# Speed of Boat in Still Water

• Dec 4th 2008, 02:36 PM
magentarita
Speed of Boat in Still Water
Debbie traveled by boat 5 miles upstream to fish in her favorite spot. Because of the 4 mph current, it took her 20 minutes longer to get there than to return. How fast will her boat go in still water?

MY WORK:

Let A = against the current

Let W = with the current

The boat will travel faster with the current and slower against the current. Is this correct?

Here is my set up:

...........rate..........time........distance
A.......(x+4).....(x + 20)........(x+4)(x+20)
W.......(x-4).......(x)..............(x-4)(x)

Since the distance she travelled both ways is the same, I set up the following equation:

(x+4)(x+20) = (x-4)(x)

The letter x here represents the speed of the boat in still water.

Is any of this correct?

If not, what did I do wrong?

• Dec 4th 2008, 03:58 PM
nzmathman
$\displaystyle distance = velocity \times time$

Let t = time taken to travel downstream.
Let v = the velocity of the boat in still water.

using $\displaystyle d = vt$,

$\displaystyle 5 = (v - 4) \times (t + 20)$

$\displaystyle 5 = (v + 4) \times t$

We want 'v' on its own so we can solve, so divide the 'v parts' across to the other side.

$\displaystyle \frac{5}{v-4} = t + 20$

$\displaystyle \frac{5}{v+4} = t$

$\displaystyle \frac{5}{v - 4} = \frac{5}{v+4} + 20$

Multiply whole expression by $\displaystyle (v + 4)(v - 4)$

$\displaystyle 5(v + 4) = 5(v - 4) + 20(v + 4)(v - 4)$

Now simplify and solve the quadratic formed.

Don't hesitate to ask for further help...
• Dec 4th 2008, 07:16 PM
magentarita
ok..........
Quote:

Originally Posted by nzmathman
$\displaystyle distance = velocity \times time$

Let t = time taken to travel downstream.

_Material shown:_
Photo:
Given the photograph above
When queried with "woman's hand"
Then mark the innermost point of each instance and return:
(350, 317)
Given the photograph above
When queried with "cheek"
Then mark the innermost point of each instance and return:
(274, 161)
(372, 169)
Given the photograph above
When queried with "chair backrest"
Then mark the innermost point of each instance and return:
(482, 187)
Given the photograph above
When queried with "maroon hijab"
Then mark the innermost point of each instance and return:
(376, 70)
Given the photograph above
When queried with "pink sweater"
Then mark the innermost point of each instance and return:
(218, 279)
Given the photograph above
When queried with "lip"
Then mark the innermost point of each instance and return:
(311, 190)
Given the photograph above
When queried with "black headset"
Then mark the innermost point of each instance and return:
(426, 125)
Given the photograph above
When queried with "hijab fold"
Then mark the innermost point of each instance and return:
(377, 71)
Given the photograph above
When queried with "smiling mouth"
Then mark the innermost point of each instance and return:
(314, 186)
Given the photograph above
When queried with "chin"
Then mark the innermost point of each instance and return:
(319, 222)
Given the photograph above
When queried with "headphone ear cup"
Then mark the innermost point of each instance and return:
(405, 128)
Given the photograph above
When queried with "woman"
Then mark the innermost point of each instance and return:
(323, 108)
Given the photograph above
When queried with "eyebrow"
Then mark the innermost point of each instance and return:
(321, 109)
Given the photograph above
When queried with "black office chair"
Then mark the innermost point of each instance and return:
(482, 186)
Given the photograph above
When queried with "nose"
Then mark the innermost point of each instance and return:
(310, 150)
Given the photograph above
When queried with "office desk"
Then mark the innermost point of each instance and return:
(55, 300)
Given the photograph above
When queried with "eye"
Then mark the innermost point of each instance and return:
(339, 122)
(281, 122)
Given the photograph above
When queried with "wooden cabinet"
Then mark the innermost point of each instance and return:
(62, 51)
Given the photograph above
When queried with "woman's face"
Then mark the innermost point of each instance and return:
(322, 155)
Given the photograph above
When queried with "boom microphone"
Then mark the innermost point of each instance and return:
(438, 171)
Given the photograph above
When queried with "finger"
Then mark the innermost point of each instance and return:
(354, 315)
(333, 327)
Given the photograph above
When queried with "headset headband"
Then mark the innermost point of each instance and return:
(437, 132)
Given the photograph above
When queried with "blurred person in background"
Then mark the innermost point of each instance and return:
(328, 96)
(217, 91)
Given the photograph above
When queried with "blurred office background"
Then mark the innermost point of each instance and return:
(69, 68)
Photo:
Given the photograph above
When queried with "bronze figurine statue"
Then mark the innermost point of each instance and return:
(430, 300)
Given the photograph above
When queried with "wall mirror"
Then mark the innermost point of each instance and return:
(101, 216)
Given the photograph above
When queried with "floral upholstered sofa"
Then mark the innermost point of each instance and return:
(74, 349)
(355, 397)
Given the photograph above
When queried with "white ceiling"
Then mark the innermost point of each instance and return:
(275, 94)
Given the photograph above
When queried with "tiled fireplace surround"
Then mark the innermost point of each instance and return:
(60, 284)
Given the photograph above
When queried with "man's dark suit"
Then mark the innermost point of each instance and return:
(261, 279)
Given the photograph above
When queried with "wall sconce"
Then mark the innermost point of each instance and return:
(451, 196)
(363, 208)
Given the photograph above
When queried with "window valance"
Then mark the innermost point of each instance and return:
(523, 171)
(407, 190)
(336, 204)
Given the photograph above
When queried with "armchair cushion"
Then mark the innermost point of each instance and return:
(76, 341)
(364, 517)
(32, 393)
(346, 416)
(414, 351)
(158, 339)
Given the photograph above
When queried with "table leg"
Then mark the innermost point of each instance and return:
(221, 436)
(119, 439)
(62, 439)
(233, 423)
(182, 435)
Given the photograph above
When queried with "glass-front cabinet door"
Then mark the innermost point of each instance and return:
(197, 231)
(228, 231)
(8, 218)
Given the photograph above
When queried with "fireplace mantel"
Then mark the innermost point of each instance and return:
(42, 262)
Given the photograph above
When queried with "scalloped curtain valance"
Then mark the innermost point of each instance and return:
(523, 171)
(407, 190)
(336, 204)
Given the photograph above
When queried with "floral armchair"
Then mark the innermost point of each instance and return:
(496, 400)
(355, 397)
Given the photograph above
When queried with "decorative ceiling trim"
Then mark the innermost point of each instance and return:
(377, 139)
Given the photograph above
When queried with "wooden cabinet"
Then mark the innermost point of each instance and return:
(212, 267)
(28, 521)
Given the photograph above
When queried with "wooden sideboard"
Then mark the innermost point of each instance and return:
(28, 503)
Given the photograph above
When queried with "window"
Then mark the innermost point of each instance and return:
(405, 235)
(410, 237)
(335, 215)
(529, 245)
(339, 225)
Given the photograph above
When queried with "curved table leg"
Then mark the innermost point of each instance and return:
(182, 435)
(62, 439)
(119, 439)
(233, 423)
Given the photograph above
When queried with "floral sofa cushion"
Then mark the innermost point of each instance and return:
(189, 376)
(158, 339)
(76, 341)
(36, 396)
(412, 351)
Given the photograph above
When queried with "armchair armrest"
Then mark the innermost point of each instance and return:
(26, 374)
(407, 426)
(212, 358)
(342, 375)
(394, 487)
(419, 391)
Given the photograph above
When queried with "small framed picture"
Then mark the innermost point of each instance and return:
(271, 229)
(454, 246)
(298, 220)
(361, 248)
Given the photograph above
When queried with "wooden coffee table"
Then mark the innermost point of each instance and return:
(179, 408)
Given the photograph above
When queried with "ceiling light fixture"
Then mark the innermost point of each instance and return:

_To do:_
1. Please list each letter that the boat thread introduces with the word "Let," along with what it stands for.
2. How many lines in the entries contain the string "hijab"? Reply with the number only.
The entries have no connection to the boat thread.

_Solutions:_
1.
- A: against the current
- W: with the current
- t: time taken to travel downstream
- v: the velocity of the boat in still water

2. 2